Fragmento del documento.
Con ocasión de la reedición del libro de Lledó hemos podido leer en los medios grandes palabras como justicia, sabiduría, felicidad, belleza, amistad y amor que, aunque llevemos toda nuestra vida oyéndolas nos siguen sonando maravillosas, pero eso sí, quizá un poco lejanas.

Por ejemplo, no es fácil imaginar hoy una sociedad en la que el sonido de esas palabras produzcan un escalofrío de realidad posible y se le ocurra ponerlas en la práctica de verdad, en su más profundo sentido. Para ello harían falta muchos ciudadanos convencidos de que lo mejor que pueden desear es esa felicidad que tan bien explica Lledó y además entre amigos, es decir: queriéndose los unos a los otros de tal manera que no necesitarían competir sino todo lo contrario: Ese puesto de trabajo para ti que yo ya encontraré otro, y si no tampoco me preocupa porque tengo pocas necesidades.

Datos.
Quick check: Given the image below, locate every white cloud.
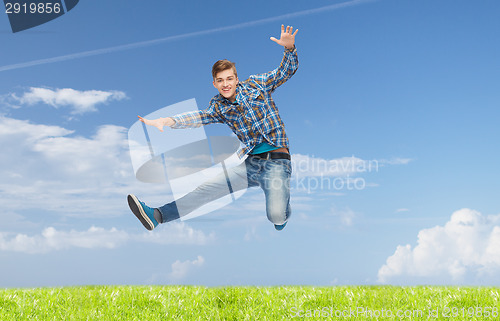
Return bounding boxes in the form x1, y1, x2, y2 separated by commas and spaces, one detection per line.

Problema planteado.
Responde estas preguntas sobre el fragmento que habla del libro de Lledó:
(a) ¿Qué palabras se han podido leer en los medios con motivo de la reedición del libro?
(b) ¿Cómo siguen sonando esas palabras, aunque las oigamos toda la vida?
(c) ¿Qué le dice uno a otro sobre el puesto de trabajo?
Para responder, básate solo en el fragmento.

Respuesta.
(a) Justicia, sabiduría, felicidad, belleza, amistad y amor.
(b) Maravillosas, aunque quizá un poco lejanas.
(c) "Ese puesto de trabajo para ti que yo ya encontraré otro".